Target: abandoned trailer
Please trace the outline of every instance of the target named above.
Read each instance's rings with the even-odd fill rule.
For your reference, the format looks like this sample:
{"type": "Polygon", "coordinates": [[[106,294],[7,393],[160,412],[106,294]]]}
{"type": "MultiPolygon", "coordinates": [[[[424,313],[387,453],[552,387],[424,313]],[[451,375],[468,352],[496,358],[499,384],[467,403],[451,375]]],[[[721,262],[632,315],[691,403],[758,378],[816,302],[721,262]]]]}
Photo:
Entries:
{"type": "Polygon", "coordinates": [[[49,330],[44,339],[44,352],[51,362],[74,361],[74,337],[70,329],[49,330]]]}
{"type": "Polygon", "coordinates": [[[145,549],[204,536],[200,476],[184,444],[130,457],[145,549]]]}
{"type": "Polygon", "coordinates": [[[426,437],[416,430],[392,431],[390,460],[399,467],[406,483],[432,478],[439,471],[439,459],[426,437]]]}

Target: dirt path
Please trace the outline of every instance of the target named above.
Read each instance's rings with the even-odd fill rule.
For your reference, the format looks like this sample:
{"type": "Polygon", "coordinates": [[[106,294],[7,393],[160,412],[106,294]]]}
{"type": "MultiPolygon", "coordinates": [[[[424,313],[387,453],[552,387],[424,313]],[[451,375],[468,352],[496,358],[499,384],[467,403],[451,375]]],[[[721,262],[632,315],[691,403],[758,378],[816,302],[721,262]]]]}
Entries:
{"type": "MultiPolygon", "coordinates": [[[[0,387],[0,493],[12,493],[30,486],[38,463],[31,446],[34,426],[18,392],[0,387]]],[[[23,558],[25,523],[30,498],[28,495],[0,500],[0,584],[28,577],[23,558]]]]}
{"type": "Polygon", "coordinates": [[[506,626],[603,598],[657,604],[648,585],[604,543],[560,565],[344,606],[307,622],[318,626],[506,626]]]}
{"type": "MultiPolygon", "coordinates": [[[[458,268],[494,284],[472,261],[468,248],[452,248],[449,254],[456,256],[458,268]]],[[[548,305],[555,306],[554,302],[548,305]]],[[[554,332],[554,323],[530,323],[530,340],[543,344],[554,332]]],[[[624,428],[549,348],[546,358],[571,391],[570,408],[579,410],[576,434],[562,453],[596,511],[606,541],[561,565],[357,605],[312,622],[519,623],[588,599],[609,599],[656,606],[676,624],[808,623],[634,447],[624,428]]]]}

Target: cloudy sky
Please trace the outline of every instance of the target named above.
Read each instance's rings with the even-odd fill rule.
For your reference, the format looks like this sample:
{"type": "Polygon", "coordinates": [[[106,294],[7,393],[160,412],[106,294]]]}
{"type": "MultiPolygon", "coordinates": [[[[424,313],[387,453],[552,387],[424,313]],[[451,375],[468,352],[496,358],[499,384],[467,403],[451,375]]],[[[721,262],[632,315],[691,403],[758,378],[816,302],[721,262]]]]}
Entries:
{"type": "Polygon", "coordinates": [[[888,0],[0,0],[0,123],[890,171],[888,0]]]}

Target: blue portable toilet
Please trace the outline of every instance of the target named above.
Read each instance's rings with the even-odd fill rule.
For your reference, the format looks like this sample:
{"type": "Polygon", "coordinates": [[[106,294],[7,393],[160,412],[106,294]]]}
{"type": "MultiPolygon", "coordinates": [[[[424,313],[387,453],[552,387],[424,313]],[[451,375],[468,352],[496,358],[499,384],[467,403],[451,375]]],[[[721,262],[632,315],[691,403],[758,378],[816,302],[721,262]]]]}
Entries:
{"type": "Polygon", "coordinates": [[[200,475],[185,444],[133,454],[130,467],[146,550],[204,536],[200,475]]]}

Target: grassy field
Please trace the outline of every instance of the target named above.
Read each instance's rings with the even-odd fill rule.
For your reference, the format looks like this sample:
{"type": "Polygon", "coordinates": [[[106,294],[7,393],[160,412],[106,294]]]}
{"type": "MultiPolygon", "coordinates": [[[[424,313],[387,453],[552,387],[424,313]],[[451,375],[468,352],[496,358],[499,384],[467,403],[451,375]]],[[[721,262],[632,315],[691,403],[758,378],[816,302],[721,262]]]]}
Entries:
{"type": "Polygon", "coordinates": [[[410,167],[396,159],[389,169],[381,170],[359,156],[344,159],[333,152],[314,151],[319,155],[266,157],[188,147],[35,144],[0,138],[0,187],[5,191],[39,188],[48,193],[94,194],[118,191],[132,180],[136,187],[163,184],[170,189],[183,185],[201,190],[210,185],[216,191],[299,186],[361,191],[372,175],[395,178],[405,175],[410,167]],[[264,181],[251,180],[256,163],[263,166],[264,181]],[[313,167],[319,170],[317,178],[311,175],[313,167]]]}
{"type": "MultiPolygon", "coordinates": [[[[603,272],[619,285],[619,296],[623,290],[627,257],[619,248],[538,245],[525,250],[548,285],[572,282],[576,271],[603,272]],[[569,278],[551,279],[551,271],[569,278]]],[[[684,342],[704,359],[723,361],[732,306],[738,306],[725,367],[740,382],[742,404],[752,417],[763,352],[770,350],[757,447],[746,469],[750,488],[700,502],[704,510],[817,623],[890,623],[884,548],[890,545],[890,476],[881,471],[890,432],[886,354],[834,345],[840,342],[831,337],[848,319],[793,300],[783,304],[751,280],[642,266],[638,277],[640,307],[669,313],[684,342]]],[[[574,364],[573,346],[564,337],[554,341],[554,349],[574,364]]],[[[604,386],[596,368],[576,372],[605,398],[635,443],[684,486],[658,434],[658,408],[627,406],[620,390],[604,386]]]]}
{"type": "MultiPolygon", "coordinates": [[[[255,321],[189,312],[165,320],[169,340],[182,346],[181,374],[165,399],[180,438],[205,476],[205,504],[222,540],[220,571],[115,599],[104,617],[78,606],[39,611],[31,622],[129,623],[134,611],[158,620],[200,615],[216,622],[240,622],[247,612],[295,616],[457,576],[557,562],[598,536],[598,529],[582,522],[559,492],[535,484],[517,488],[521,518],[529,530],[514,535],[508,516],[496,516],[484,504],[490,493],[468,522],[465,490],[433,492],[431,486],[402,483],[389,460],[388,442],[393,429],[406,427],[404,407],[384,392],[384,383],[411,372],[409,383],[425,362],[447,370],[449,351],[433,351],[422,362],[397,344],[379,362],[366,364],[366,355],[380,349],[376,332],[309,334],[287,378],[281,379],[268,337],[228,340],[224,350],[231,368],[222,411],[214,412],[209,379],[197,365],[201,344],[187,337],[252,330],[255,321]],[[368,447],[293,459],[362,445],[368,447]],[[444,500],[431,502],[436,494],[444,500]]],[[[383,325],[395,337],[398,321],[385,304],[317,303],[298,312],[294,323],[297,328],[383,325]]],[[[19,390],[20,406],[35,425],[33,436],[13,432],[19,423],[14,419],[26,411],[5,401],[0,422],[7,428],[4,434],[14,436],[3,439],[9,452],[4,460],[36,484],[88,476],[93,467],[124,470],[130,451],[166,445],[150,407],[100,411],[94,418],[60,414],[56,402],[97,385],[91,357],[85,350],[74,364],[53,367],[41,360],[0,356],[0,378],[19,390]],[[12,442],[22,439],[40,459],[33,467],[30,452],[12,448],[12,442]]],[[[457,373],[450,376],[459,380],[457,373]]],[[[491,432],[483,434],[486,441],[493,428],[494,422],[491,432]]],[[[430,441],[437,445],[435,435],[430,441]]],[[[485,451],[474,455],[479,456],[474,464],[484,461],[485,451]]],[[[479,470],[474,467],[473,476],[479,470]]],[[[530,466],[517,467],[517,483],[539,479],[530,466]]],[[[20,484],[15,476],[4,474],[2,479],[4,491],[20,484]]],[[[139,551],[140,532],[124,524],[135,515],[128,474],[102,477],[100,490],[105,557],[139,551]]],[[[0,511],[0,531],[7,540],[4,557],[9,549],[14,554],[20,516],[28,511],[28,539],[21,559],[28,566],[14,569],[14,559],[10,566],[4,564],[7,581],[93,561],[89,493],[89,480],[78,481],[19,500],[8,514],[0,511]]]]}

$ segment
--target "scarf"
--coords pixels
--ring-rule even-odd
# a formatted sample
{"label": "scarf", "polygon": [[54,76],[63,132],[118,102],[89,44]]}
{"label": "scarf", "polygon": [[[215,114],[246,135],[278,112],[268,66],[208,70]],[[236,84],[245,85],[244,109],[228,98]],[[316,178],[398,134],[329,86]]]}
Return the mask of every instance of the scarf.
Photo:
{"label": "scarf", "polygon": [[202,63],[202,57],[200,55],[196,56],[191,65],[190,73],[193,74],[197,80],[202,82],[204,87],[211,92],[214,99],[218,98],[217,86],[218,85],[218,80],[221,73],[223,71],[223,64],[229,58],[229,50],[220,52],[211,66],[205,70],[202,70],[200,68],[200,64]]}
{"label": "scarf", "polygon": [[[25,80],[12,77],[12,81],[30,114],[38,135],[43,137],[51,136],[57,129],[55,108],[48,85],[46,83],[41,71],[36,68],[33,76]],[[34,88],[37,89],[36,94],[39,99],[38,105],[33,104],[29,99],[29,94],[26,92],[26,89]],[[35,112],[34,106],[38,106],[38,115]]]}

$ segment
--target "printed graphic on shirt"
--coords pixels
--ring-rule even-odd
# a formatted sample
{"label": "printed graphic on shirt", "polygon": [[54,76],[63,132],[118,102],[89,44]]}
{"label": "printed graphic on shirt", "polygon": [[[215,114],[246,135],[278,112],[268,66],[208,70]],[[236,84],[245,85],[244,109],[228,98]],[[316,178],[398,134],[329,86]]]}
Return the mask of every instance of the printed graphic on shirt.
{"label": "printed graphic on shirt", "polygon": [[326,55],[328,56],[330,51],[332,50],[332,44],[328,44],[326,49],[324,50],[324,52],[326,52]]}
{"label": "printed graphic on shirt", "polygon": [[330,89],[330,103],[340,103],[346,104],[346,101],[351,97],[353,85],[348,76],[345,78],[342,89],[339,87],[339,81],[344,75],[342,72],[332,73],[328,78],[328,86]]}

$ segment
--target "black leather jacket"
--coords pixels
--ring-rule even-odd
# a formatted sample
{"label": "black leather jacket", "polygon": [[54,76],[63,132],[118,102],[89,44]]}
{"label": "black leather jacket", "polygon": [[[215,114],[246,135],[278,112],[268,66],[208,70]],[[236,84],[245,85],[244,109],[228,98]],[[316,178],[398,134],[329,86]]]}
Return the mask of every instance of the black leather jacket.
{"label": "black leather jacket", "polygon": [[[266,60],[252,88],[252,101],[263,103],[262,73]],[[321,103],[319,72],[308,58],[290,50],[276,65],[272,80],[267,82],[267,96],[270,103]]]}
-------
## YOUR INSTRUCTIONS
Pull out each line of the entries above that contains the string "Return". Only lines where the capitalization matches count.

## OUTPUT OF THE TASK
Return the mask of every instance of the scarf.
Return the mask of every instance of the printed graphic on shirt.
Return the mask of every instance of the black leather jacket.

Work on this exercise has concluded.